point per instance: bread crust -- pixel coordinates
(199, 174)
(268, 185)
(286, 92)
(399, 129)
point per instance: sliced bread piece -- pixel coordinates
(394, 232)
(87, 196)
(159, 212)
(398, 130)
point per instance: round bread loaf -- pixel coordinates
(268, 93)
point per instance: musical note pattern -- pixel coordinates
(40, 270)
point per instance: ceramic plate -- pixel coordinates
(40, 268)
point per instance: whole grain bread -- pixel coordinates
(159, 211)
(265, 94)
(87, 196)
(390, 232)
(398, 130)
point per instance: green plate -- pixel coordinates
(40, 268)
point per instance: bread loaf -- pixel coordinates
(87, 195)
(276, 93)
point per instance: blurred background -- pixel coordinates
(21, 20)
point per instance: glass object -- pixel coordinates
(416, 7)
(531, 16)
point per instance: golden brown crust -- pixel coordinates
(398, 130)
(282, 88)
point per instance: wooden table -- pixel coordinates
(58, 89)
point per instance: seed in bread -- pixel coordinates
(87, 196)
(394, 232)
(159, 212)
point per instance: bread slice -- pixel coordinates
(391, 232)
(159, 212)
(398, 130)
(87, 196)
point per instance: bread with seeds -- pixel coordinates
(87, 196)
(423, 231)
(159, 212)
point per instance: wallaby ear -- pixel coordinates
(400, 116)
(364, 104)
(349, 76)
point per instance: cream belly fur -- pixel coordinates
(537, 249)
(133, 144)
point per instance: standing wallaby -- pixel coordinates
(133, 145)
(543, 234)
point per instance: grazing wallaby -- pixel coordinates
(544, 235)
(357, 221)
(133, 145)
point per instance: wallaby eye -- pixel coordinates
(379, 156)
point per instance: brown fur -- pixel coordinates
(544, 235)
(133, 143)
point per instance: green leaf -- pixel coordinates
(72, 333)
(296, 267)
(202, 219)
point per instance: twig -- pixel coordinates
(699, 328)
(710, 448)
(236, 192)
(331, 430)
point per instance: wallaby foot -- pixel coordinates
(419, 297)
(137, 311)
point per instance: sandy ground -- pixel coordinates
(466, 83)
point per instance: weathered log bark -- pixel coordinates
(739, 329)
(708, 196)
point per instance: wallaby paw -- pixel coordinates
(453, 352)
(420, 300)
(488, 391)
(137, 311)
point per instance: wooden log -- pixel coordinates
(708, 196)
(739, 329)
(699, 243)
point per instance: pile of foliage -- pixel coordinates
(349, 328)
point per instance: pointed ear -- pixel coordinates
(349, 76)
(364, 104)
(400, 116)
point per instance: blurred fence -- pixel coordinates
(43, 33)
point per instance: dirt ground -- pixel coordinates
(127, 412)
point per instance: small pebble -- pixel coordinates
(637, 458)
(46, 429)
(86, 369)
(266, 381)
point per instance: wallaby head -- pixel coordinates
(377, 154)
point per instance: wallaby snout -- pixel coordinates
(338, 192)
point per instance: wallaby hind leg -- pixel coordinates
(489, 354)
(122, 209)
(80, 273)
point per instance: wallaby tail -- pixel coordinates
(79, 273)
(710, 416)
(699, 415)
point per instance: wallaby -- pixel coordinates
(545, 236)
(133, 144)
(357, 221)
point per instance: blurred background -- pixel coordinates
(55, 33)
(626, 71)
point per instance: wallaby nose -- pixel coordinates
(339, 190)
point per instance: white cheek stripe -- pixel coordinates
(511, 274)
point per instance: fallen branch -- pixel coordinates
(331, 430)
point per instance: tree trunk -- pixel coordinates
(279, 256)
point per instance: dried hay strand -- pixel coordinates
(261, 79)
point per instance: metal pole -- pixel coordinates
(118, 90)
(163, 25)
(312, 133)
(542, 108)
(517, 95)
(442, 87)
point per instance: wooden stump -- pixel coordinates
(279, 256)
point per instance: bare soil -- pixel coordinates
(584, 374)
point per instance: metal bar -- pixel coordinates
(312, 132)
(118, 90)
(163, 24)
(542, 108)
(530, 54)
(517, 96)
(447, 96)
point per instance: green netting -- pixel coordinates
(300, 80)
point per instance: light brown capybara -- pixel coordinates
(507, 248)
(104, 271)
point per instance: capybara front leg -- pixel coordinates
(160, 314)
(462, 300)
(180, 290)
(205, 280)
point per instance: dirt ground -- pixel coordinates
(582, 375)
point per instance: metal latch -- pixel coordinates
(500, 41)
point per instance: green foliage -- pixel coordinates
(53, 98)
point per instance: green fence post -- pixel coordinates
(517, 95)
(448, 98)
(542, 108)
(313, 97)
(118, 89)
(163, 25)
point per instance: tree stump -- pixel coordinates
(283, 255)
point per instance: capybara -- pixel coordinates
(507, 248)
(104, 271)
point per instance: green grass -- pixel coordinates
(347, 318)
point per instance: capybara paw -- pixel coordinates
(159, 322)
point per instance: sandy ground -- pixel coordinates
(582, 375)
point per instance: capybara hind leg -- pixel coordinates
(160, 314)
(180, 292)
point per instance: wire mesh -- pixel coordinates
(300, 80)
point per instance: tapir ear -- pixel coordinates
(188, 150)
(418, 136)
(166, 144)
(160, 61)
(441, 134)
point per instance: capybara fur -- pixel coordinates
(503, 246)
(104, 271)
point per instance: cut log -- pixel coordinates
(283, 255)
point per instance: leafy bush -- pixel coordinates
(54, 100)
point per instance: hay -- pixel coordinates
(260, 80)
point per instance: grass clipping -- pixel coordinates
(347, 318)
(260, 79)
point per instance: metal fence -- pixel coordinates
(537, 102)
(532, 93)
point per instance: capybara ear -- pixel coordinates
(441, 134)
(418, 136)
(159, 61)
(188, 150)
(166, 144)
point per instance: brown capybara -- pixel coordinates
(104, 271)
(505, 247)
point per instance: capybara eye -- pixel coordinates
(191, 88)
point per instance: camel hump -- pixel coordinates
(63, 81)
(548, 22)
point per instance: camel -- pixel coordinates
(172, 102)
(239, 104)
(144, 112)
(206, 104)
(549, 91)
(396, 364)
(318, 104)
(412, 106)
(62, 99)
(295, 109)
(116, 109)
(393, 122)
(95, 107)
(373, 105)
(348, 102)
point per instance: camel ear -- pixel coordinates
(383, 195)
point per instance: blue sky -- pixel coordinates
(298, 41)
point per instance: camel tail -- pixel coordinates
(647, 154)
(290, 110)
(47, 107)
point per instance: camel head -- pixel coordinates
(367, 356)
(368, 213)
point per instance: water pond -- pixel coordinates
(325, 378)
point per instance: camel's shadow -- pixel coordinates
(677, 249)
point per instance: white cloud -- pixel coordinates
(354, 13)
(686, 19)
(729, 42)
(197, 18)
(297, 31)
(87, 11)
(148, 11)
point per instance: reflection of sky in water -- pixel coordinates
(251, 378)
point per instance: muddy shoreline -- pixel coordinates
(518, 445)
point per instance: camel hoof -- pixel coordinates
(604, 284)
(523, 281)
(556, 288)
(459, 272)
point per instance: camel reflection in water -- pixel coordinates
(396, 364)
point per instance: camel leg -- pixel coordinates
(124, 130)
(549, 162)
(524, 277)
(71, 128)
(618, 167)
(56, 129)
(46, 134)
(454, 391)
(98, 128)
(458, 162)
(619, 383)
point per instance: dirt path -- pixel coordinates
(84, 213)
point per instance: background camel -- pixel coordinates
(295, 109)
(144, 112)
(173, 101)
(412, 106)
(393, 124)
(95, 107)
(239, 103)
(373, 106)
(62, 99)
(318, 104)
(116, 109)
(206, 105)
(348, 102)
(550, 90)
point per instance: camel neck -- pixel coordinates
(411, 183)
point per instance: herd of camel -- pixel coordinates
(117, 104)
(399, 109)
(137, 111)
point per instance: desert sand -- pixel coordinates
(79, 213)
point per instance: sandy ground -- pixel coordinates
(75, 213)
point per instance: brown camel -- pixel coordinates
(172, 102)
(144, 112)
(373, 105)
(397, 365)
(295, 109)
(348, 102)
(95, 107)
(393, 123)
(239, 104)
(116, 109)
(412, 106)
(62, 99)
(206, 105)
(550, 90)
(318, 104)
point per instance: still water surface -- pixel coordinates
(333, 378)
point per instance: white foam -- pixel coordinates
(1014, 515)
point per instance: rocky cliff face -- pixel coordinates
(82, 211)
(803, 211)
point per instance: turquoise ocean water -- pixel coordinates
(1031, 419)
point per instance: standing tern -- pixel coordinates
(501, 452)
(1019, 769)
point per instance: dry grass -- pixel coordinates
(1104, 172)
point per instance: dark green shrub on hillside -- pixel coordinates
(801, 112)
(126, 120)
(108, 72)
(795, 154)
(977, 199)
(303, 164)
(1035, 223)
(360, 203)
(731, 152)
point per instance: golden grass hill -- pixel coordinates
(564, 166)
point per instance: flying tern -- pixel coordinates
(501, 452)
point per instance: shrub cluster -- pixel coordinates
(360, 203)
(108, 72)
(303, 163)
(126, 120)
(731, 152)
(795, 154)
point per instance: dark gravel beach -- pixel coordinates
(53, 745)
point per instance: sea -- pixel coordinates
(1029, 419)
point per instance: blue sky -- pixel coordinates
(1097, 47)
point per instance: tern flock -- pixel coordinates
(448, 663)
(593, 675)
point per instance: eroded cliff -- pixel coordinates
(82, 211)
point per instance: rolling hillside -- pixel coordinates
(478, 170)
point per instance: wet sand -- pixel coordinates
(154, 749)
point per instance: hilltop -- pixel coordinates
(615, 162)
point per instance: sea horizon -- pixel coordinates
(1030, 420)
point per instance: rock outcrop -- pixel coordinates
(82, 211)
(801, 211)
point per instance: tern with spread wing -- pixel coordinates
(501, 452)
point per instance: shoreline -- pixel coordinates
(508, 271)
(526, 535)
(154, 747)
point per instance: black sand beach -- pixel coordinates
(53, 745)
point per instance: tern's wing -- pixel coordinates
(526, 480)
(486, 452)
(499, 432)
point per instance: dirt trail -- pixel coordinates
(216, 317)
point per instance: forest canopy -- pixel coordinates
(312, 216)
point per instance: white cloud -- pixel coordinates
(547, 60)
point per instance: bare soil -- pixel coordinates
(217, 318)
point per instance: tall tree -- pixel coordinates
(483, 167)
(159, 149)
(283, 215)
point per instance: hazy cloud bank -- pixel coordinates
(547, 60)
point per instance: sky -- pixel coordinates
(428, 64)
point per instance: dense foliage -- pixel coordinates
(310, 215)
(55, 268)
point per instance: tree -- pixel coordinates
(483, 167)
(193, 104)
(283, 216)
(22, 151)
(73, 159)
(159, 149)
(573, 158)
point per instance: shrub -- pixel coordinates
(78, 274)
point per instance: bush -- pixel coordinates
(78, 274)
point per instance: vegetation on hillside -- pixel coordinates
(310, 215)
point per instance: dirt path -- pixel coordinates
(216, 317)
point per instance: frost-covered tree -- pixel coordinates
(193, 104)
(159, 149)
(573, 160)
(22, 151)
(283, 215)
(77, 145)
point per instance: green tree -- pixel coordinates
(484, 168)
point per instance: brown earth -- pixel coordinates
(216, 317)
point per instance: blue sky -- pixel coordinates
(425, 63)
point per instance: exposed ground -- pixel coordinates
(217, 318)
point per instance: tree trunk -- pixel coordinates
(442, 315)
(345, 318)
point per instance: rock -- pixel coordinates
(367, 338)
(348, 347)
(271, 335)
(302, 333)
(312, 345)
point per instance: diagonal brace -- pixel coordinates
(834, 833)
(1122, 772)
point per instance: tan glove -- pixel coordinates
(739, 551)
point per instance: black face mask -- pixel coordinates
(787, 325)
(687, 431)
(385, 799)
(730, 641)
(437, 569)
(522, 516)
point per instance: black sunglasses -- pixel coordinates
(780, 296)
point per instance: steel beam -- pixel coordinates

• _Stated goal_
Lay out as a JSON list of strings the lines of the entries, starting with the line that contains "point per instance: tan" and going on through the last line of the entries, with one string per line and blank lines left out.

• _Answer to this problem_
[
  "point per instance: tan glove -- pixel coordinates",
  "(739, 551)",
  "point per instance: black face mask -- pixel coordinates",
  "(787, 325)",
  "(687, 431)",
  "(385, 799)",
  "(730, 641)",
  "(437, 569)",
  "(522, 516)",
  "point per instance: black sunglasses -- pixel coordinates",
  "(780, 296)",
  "point per instance: steel beam -- pixel coordinates"
]